▶ [PROVIDED PASSAGE]:
══════════

Building Developer Support Agents – Evan Kormos (Coinbase)
Speaker(s): Evan Kormos (Engineering Manager, Coinbase)
Session: Interrupt 2026 · Day 2 (May 14) · ~3:10 PM PT
Source: in-person audio recording, transcribed locally with Whisper large-v3.
Summary
Evan Kormos, an engineering manager at Coinbase, tells the story of how a small developer-support engineering team went from zero to one on a self-improving, customer-facing AI support system for crypto developers. The Coinbase Developer Platform serves developers building on crypto APIs, wallets, payments, and staking; the original support model was people posting and answering in a Discord server, with a v1 hosted chat service that worked but offered no visibility into how it was performing beyond manually tallying thumbs up/down. The team rebuilt around an agentic foundation: delivery channels in Discord and on the web, Python services as first-class infrastructure, self-hosted LangSmith for tracing, a remote MCP server for developer documentation backed by a RAG fallback (vector DB) for reliability and testing, and LLM-judge evaluation of responses for accuracy and risk using a lightweight model. He demos several agents (Discord AI Chat, a Slack triage agent surfacing Discord activity with links to LangSmith traces, and an internal React-based support assistant) and describes an intent-based workflow that goes from traces and signal search ('just looking at the traces') through tech grooming, testing, cross-model evaluation, and human approval into production. His three takeaways: treat agent engineering as its own discipline, build the glass box before the agent, and the team is the multiplier.

══════════

▶ [EXERCISE 1]: Reproduce, word for word, the stretch of the Coinbase talk summary from "Building Developer Support" through "with Whisper large-v3.".
▶ [EXERCISE 2]: According to the Coinbase talk summary, what four things do the developers served by the Coinbase Developer Platform build on?
▶ [EXERCISE 3]: In the Coinbase talk summary, what two qualities does the LLM-judge evaluation assess in responses?

▶ [RECORDS SHOWN]:

══════════

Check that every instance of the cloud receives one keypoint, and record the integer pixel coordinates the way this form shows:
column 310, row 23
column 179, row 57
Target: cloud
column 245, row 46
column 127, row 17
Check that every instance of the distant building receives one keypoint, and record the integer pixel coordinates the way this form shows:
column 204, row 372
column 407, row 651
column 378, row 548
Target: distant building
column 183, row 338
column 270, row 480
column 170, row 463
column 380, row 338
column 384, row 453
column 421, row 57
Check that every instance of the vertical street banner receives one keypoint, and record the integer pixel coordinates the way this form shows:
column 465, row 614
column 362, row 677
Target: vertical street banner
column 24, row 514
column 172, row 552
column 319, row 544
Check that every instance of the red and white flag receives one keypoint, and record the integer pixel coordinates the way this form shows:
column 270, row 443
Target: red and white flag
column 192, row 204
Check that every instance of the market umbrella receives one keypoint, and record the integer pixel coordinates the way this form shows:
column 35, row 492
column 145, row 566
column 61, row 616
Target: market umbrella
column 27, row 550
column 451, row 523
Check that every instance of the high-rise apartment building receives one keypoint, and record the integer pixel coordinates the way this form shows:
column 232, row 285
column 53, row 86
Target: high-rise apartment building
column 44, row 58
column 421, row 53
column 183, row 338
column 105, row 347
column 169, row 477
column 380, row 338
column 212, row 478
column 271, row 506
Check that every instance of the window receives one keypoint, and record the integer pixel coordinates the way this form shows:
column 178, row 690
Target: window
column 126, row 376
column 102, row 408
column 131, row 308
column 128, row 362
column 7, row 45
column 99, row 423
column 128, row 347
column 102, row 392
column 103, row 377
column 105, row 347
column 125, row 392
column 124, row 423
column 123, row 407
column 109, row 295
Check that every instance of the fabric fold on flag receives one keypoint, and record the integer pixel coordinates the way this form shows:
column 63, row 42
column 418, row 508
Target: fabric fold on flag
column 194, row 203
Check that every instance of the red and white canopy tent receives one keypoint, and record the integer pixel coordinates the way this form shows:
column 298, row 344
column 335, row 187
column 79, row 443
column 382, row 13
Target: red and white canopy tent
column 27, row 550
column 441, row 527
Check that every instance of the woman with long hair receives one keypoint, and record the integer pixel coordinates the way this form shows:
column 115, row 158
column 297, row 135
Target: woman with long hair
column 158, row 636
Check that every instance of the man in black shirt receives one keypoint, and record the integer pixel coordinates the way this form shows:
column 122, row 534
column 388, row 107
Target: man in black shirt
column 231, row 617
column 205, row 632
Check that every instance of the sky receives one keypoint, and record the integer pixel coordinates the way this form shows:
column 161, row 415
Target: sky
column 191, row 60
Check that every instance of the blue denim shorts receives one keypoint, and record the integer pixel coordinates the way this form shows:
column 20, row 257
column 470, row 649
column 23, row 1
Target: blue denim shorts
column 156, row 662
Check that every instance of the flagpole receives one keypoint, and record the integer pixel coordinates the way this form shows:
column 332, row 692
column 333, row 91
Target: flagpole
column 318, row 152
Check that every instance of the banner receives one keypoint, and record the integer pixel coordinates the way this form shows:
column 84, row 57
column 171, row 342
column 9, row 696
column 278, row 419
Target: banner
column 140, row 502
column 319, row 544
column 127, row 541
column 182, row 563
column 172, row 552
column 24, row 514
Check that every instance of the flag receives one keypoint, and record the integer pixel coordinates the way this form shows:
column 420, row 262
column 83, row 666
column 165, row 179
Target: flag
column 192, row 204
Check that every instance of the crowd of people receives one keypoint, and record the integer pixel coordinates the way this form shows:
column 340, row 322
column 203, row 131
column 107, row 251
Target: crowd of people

══════════

▶ [WRITTEN SOLUTION 1]:
Building Developer Support Agents – Evan Kormos (Coinbase)
Speaker(s): Evan Kormos (Engineering Manager, Coinbase)
Session: Interrupt 2026 · Day 2 (May 14) · ~3:10 PM PT
Source: in-person audio recording, transcribed locally with Whisper large-v3.

▶ [WRITTEN SOLUTION 2]:
- Crypto APIs
- Wallets
- Payments
- Staking

▶ [WRITTEN SOLUTION 3]: Accuracy and risk.